▸ WHAT YOU NEED TO DO: Write out every line of the items below as a JSON list of strings, one string per line, skipping any blank lines.

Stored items

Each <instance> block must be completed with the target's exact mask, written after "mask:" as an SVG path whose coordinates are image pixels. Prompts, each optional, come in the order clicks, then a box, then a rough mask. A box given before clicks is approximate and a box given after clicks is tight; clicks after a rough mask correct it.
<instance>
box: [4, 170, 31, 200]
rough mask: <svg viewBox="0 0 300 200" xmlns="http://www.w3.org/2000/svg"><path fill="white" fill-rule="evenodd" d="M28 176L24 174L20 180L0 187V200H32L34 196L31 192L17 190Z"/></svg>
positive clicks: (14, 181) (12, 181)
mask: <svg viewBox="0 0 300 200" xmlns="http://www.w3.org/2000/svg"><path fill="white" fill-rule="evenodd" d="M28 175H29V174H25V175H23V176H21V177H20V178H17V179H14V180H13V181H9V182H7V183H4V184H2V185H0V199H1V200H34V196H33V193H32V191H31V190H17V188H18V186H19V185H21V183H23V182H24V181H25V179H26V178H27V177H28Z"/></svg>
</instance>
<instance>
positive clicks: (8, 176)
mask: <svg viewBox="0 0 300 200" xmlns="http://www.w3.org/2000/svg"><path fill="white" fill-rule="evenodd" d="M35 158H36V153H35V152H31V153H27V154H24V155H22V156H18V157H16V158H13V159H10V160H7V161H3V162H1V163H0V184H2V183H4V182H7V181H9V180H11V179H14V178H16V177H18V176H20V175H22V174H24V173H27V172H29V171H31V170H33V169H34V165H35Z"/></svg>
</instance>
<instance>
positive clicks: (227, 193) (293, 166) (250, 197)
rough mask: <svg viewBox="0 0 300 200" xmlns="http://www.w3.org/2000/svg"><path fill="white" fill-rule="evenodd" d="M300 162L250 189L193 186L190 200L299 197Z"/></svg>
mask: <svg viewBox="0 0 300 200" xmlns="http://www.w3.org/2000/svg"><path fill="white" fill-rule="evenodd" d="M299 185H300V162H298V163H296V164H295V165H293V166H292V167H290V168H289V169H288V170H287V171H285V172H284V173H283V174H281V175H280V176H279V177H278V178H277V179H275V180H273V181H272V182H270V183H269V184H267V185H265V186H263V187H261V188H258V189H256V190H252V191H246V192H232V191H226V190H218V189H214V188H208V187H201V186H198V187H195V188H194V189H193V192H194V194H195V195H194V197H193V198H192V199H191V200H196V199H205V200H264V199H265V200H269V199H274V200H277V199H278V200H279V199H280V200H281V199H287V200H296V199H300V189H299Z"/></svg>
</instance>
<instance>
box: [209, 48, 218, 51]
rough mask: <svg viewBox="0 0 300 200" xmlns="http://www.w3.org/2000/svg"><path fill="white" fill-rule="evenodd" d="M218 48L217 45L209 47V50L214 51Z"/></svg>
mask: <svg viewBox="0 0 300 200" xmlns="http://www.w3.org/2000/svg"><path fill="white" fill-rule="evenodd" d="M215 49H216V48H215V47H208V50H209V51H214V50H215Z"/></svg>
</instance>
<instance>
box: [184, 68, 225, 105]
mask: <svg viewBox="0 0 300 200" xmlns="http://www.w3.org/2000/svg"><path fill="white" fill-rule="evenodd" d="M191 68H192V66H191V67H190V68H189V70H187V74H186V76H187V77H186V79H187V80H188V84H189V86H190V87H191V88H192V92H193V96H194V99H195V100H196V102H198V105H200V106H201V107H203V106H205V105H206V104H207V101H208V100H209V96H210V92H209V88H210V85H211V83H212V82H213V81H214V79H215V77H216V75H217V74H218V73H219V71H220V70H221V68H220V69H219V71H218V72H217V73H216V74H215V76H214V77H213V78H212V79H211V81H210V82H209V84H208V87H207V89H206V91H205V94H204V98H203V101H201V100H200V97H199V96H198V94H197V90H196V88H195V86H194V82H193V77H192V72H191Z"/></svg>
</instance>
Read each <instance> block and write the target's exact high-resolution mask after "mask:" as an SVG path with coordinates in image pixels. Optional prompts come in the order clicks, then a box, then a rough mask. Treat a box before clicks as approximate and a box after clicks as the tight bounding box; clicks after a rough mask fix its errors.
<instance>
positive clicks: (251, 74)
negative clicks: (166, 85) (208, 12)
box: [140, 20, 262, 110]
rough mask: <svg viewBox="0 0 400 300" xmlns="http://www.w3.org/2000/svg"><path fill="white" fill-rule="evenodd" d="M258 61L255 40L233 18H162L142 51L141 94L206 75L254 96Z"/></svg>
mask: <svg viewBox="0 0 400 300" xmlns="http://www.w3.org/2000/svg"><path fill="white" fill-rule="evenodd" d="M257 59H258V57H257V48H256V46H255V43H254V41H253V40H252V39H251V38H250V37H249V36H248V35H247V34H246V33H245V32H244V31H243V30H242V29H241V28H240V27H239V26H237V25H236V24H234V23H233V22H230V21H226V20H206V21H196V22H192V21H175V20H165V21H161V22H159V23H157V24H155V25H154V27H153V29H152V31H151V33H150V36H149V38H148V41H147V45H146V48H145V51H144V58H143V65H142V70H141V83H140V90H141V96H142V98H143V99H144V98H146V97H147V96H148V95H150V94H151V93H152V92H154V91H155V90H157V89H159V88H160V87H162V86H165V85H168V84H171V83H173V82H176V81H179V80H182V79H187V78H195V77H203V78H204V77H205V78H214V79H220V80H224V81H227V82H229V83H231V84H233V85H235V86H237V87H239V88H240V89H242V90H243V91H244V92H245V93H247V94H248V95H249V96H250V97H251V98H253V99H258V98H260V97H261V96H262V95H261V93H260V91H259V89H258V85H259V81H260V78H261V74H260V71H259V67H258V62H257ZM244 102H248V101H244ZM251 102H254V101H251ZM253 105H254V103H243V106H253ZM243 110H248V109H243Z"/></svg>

▸ WRITTEN ANSWER:
[
  "Each <instance> block must be completed with the target's exact mask, written after \"mask:\" as an SVG path whose coordinates are image pixels. Prompts, each optional, come in the order clicks, then a box, then a rough mask. A box given before clicks is approximate and a box given after clicks is tight; clicks after a rough mask correct it.",
  "<instance>",
  "box: [4, 170, 31, 200]",
  "rough mask: <svg viewBox=\"0 0 300 200\" xmlns=\"http://www.w3.org/2000/svg\"><path fill=\"white\" fill-rule=\"evenodd\" d=\"M28 176L24 174L20 180L0 187V200H32L34 196L31 192L17 190Z\"/></svg>",
  "positive clicks: (14, 181) (12, 181)",
  "mask: <svg viewBox=\"0 0 300 200\" xmlns=\"http://www.w3.org/2000/svg\"><path fill=\"white\" fill-rule=\"evenodd\" d=\"M28 175H29V174H25V175H23V176H21V177H20V178H17V179H14V180H13V181H9V182H7V183H4V184H2V185H0V199H1V200H34V196H33V193H32V191H31V190H17V188H18V186H19V185H21V183H23V182H24V181H25V179H26V178H27V177H28Z\"/></svg>",
  "</instance>",
  "<instance>",
  "positive clicks: (8, 176)",
  "mask: <svg viewBox=\"0 0 300 200\" xmlns=\"http://www.w3.org/2000/svg\"><path fill=\"white\" fill-rule=\"evenodd\" d=\"M35 158H36V153H35V152H31V153H27V154H24V155H22V156H18V157H16V158H13V159H10V160H7V161H3V162H1V163H0V184H2V183H4V182H7V181H9V180H11V179H14V178H16V177H18V176H20V175H22V174H24V173H27V172H29V171H31V170H33V169H34V165H35Z\"/></svg>",
  "</instance>",
  "<instance>",
  "positive clicks: (227, 193) (293, 166) (250, 197)",
  "rough mask: <svg viewBox=\"0 0 300 200\" xmlns=\"http://www.w3.org/2000/svg\"><path fill=\"white\" fill-rule=\"evenodd\" d=\"M300 162L250 189L193 186L190 200L299 197Z\"/></svg>",
  "mask: <svg viewBox=\"0 0 300 200\" xmlns=\"http://www.w3.org/2000/svg\"><path fill=\"white\" fill-rule=\"evenodd\" d=\"M299 185H300V162H298V163H296V164H295V165H293V166H292V167H290V168H289V169H288V170H287V171H285V172H284V173H283V174H281V175H280V176H279V177H278V178H277V179H275V180H273V181H272V182H270V183H269V184H267V185H265V186H263V187H261V188H258V189H256V190H252V191H246V192H232V191H226V190H218V189H214V188H208V187H201V186H198V187H195V188H194V189H193V192H194V194H195V195H194V197H193V198H192V199H191V200H196V199H205V200H264V199H265V200H269V199H274V200H277V199H278V200H279V199H280V200H281V199H287V200H296V199H300V189H299Z\"/></svg>",
  "</instance>",
  "<instance>",
  "box: [209, 48, 218, 51]",
  "rough mask: <svg viewBox=\"0 0 300 200\" xmlns=\"http://www.w3.org/2000/svg\"><path fill=\"white\" fill-rule=\"evenodd\" d=\"M218 48L217 45L209 47V50L214 51Z\"/></svg>",
  "mask: <svg viewBox=\"0 0 300 200\" xmlns=\"http://www.w3.org/2000/svg\"><path fill=\"white\" fill-rule=\"evenodd\" d=\"M215 49H216V48H215V47H208V50H209V51H214V50H215Z\"/></svg>",
  "</instance>",
  "<instance>",
  "box: [184, 68, 225, 105]",
  "mask: <svg viewBox=\"0 0 300 200\" xmlns=\"http://www.w3.org/2000/svg\"><path fill=\"white\" fill-rule=\"evenodd\" d=\"M191 68H192V66H191V67H190V68H189V70H187V74H186V76H187V77H186V79H187V80H188V84H189V86H190V87H191V88H192V92H193V96H194V99H195V100H196V102H198V105H200V106H201V107H203V106H205V105H206V104H207V101H208V100H209V96H210V92H209V88H210V85H211V83H212V82H213V81H214V79H215V77H216V75H217V74H218V73H219V71H220V70H221V68H220V69H219V71H218V72H217V73H216V74H215V76H214V77H213V78H212V79H211V81H210V82H209V84H208V87H207V89H206V91H205V94H204V98H203V101H201V100H200V97H199V96H198V94H197V90H196V88H195V86H194V82H193V77H192V72H191Z\"/></svg>",
  "</instance>",
  "Read each <instance> block and write the target's exact high-resolution mask after \"mask:\" as an SVG path with coordinates in image pixels. Optional prompts come in the order clicks, then a box, then a rough mask. Treat a box before clicks as approximate and a box after clicks as the tight bounding box; clicks after a rough mask fix its errors.",
  "<instance>",
  "positive clicks: (251, 74)",
  "negative clicks: (166, 85) (208, 12)",
  "box: [140, 20, 262, 110]",
  "rough mask: <svg viewBox=\"0 0 400 300\" xmlns=\"http://www.w3.org/2000/svg\"><path fill=\"white\" fill-rule=\"evenodd\" d=\"M258 61L255 40L233 18H162L142 51L141 94L206 75L254 96Z\"/></svg>",
  "mask: <svg viewBox=\"0 0 400 300\" xmlns=\"http://www.w3.org/2000/svg\"><path fill=\"white\" fill-rule=\"evenodd\" d=\"M257 59H258V57H257V48H256V46H255V43H254V41H253V40H252V39H251V38H250V37H249V36H248V35H247V34H246V33H245V32H244V31H243V30H242V29H241V28H240V27H239V26H237V25H236V24H234V23H233V22H230V21H226V20H206V21H196V22H192V21H175V20H165V21H161V22H159V23H157V24H155V25H154V27H153V29H152V31H151V33H150V36H149V38H148V41H147V45H146V48H145V51H144V58H143V65H142V70H141V83H140V90H141V96H142V98H143V99H144V98H146V97H147V96H148V95H150V94H151V93H152V92H154V91H155V90H157V89H159V88H160V87H162V86H165V85H168V84H171V83H173V82H176V81H179V80H182V79H187V78H195V77H203V78H204V77H205V78H214V79H220V80H224V81H227V82H229V83H231V84H233V85H235V86H237V87H239V88H240V89H242V90H243V91H244V92H245V93H247V94H248V95H249V96H250V97H251V98H253V99H258V98H260V97H261V96H262V95H261V93H260V91H259V89H258V85H259V81H260V78H261V74H260V71H259V67H258V62H257ZM244 102H248V101H244ZM251 102H254V101H251ZM253 105H254V103H243V106H253ZM243 110H248V109H243Z\"/></svg>"
]